Image-grounded pointing data
/---
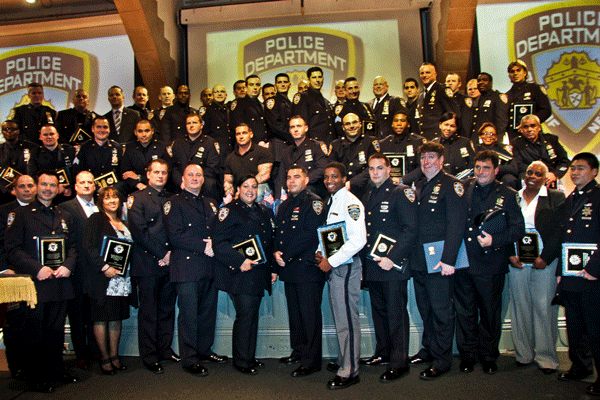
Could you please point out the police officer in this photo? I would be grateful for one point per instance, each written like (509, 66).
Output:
(490, 106)
(404, 144)
(31, 117)
(138, 155)
(150, 269)
(580, 294)
(72, 120)
(442, 217)
(391, 211)
(533, 144)
(314, 108)
(524, 98)
(353, 150)
(45, 324)
(295, 244)
(189, 220)
(478, 289)
(197, 148)
(434, 100)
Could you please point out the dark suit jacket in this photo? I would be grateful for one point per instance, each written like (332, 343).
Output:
(129, 119)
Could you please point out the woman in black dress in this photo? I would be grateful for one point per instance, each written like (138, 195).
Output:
(109, 292)
(244, 279)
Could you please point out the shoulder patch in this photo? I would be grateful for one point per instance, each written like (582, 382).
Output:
(318, 206)
(459, 188)
(223, 213)
(410, 194)
(10, 219)
(354, 211)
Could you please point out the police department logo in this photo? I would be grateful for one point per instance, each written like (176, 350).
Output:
(561, 48)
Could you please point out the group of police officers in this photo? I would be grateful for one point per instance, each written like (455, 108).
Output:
(360, 156)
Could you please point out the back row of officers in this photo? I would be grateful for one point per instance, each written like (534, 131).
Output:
(185, 247)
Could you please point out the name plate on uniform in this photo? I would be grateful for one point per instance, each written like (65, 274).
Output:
(115, 252)
(519, 111)
(106, 180)
(528, 248)
(51, 251)
(575, 257)
(332, 237)
(63, 178)
(8, 176)
(397, 162)
(433, 255)
(252, 249)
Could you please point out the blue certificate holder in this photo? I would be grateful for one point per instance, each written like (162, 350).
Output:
(433, 255)
(575, 257)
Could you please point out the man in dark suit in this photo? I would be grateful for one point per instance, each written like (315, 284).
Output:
(78, 309)
(122, 120)
(150, 269)
(478, 290)
(391, 211)
(44, 335)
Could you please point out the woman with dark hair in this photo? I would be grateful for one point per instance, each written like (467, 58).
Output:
(109, 292)
(239, 275)
(458, 150)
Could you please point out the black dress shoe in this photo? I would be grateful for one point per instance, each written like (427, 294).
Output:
(304, 371)
(246, 370)
(393, 373)
(414, 360)
(467, 366)
(332, 367)
(341, 383)
(154, 367)
(489, 367)
(573, 376)
(196, 369)
(374, 360)
(290, 360)
(431, 373)
(215, 358)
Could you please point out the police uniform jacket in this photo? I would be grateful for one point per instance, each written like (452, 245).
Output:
(145, 217)
(317, 112)
(189, 219)
(491, 106)
(458, 153)
(278, 111)
(581, 224)
(493, 196)
(61, 157)
(392, 211)
(355, 157)
(70, 121)
(249, 110)
(31, 118)
(97, 159)
(442, 216)
(296, 237)
(172, 124)
(236, 223)
(547, 149)
(432, 104)
(528, 94)
(202, 151)
(20, 241)
(137, 157)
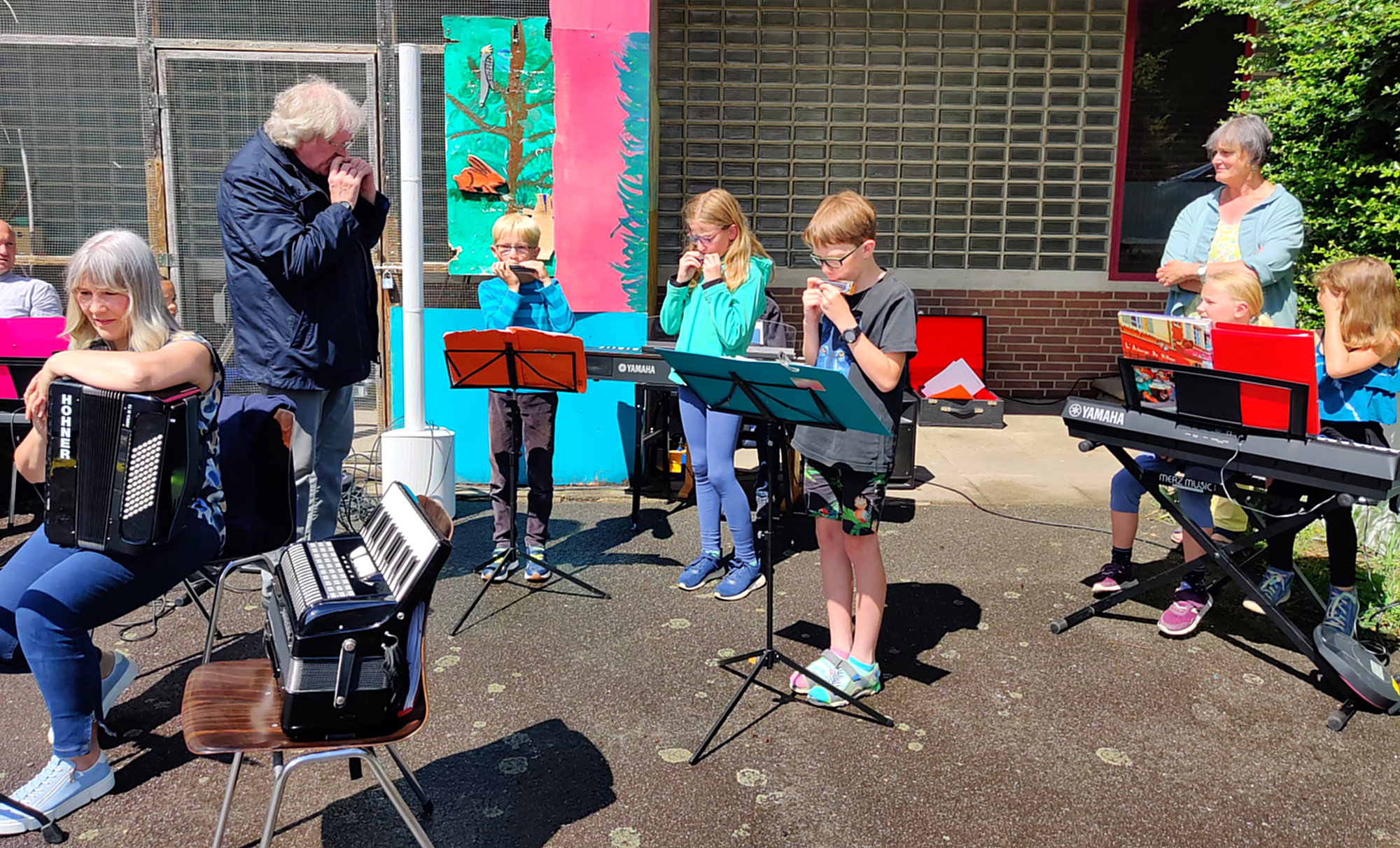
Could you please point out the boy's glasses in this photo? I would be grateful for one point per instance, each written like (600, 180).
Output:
\---
#### [TASK STATEMENT]
In the records above, how many lines contain the string "black"? Reply with the number only.

#### [TASK SOLUTION]
2